__Records supplied__:
==*==
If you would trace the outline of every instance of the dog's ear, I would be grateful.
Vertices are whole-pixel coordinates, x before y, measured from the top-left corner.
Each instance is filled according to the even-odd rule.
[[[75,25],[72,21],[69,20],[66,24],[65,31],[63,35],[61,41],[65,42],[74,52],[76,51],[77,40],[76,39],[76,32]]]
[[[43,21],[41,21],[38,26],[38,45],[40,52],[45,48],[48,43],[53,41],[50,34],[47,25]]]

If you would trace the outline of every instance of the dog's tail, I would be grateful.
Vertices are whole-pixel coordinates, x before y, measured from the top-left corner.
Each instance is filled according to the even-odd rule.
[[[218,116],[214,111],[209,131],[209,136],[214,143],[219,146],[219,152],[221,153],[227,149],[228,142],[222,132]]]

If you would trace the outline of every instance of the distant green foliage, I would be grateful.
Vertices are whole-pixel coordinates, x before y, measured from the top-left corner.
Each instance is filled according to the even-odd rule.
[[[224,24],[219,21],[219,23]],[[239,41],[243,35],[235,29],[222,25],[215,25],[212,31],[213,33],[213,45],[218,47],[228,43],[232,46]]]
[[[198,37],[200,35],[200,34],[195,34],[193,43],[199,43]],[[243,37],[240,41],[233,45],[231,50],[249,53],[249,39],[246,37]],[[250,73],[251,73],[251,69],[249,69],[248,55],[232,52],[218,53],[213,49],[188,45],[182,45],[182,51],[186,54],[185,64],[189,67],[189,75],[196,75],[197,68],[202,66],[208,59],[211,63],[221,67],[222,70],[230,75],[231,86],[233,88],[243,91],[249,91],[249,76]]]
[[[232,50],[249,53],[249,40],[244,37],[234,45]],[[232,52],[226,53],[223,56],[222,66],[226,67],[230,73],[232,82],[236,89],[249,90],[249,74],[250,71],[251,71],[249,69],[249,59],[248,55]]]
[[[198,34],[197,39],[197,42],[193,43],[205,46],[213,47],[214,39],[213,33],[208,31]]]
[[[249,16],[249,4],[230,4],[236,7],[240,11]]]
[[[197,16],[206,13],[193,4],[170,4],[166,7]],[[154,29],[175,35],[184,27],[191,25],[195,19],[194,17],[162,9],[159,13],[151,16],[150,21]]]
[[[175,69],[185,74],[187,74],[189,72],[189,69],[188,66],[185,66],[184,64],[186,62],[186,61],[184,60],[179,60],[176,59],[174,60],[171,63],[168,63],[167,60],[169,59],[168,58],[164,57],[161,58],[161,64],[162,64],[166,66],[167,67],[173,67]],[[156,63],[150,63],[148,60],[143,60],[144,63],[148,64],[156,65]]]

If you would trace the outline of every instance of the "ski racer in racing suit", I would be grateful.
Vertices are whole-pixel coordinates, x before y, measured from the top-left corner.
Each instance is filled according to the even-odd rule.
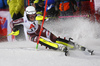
==*==
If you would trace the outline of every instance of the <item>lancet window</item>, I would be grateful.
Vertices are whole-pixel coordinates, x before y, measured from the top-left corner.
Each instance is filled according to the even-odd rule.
==*==
__Given task__:
Find each line above that contains the string "outline", matching case exactly, and copy those lines.

__Reply__:
If you would trace the outline of every instance of the dog's ear, I would be grateful.
If you would trace the outline of every instance of the dog's tail, I would be grateful.
If you would trace the outline of every instance of the distant green foliage, I would be grateful.
If you would trace the outline of every instance of the "ski racer in racing suit", I would be grateful.
If you would trace the outline of every instance of the <item>lancet window</item>, I would be grateful.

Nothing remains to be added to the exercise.